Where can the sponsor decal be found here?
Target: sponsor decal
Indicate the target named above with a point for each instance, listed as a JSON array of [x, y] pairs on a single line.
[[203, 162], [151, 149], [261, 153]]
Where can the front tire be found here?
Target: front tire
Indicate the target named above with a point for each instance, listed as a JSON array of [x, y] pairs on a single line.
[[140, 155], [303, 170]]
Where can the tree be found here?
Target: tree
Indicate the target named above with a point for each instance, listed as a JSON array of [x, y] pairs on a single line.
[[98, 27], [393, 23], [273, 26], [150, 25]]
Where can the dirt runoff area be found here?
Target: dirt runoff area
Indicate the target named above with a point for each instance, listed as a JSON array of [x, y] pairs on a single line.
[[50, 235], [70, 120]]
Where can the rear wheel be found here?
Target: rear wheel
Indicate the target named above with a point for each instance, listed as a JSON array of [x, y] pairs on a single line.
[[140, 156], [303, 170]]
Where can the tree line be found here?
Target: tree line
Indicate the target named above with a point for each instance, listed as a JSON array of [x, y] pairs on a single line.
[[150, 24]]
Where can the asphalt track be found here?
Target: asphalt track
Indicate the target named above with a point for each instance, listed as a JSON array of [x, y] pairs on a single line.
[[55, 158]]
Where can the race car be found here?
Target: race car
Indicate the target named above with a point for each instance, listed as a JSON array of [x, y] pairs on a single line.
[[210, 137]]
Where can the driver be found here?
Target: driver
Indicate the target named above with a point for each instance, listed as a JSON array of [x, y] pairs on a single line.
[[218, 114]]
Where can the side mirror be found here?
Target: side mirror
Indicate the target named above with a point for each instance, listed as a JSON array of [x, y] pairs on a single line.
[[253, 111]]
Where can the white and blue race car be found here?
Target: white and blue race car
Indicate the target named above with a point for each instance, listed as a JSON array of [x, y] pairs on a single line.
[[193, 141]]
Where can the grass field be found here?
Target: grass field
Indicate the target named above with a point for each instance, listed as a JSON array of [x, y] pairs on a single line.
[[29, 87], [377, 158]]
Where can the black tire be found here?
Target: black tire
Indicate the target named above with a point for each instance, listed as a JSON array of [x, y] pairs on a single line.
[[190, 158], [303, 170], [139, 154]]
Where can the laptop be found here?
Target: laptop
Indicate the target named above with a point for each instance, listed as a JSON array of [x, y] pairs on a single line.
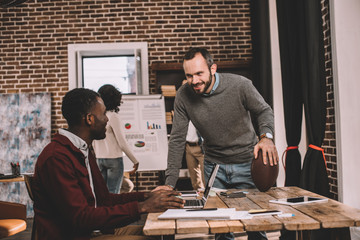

§

Copy out the material above word for word, starting at its first line and ending at the line that contains "[[98, 27], [393, 23], [273, 26], [150, 25]]".

Where can the sponsor decal be found here?
Target: sponsor decal
Indicate the target named above with a point for each instance, listed as a JSON array of [x, y] pairs on a single line.
[[203, 162], [151, 149], [261, 153]]
Where can the front tire be found here?
Target: front tire
Indicate the target named above with a point for each instance, listed as a JSON array of [x, y] pairs on a single line.
[[140, 155], [303, 170]]
Where can the tree be found here?
Target: tree
Indicate the target named above with a point for each instance, listed as a JSON array of [x, y] pairs on a single line.
[[98, 27], [393, 23], [273, 26], [150, 25]]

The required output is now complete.